Recorded data:
+++
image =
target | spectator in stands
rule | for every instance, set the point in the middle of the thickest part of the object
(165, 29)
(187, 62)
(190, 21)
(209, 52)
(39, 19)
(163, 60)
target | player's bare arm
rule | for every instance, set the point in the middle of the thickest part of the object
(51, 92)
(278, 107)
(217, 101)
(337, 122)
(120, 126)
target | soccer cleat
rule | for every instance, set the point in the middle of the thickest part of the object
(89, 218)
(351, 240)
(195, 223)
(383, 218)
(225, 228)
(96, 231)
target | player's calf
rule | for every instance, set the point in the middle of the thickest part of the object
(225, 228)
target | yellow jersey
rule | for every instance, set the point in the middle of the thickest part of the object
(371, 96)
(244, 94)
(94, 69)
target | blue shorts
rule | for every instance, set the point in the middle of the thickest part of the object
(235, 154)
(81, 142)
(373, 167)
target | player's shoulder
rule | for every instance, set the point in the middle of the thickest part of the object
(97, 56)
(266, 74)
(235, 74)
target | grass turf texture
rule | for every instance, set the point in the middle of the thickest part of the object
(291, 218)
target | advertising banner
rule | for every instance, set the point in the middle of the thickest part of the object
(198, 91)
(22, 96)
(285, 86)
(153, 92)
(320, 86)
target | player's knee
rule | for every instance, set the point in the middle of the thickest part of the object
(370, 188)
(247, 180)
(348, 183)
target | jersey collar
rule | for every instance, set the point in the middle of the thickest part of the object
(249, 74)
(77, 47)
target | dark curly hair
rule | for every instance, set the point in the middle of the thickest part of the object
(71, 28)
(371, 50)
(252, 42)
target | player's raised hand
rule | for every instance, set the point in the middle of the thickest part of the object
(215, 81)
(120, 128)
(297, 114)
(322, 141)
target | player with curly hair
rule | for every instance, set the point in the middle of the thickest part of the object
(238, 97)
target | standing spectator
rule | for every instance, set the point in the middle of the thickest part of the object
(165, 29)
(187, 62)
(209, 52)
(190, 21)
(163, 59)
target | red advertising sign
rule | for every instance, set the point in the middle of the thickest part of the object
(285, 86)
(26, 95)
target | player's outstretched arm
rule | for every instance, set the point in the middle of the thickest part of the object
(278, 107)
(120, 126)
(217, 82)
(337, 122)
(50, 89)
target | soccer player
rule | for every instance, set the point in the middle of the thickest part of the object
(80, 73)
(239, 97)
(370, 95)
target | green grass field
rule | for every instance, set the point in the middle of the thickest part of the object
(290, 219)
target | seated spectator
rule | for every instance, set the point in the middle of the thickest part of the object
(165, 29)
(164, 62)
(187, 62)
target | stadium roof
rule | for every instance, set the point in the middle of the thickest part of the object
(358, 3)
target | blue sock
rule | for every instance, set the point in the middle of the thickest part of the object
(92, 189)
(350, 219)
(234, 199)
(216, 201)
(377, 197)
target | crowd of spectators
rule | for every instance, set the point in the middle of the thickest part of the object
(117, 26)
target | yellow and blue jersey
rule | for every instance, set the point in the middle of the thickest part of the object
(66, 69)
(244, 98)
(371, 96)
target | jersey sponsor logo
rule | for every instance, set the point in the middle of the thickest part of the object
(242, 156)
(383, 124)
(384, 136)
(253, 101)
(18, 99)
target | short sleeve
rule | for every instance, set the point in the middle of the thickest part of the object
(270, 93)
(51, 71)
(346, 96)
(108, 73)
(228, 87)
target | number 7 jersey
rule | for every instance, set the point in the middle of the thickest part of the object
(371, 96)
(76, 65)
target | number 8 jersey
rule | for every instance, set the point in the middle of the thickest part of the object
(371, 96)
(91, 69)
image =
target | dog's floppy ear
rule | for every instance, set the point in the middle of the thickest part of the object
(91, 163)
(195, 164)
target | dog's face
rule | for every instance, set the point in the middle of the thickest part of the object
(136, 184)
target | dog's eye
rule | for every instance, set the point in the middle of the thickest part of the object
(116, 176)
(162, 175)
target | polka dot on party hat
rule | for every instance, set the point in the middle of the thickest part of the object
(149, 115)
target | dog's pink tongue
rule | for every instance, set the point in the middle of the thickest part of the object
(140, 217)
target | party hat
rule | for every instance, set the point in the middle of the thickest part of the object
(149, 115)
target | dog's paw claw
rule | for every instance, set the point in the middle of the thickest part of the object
+++
## PROBLEM DESCRIPTION
Go through the records from the first line and copy each one exactly, ending after the line that contains "target | yellow jersey". Give nothing else.

## RESULT OF THIS TASK
image =
target | spectator in stands
rule | for every instance, set the point in the middle of the thickest part of the object
(165, 29)
(187, 62)
(190, 21)
(209, 52)
(39, 19)
(163, 60)
target | player's bare arm
rule | for every instance, set the point in the middle of the thickest part of the object
(51, 92)
(278, 107)
(217, 101)
(337, 122)
(120, 126)
target | soccer cleat
rule | for every instance, set the point in the middle of the thickest part of the object
(89, 218)
(351, 240)
(195, 223)
(383, 218)
(225, 228)
(96, 231)
target | player's calf
rule | for every instance, set the point in the middle of the thickest part of the object
(225, 228)
target | yellow jersey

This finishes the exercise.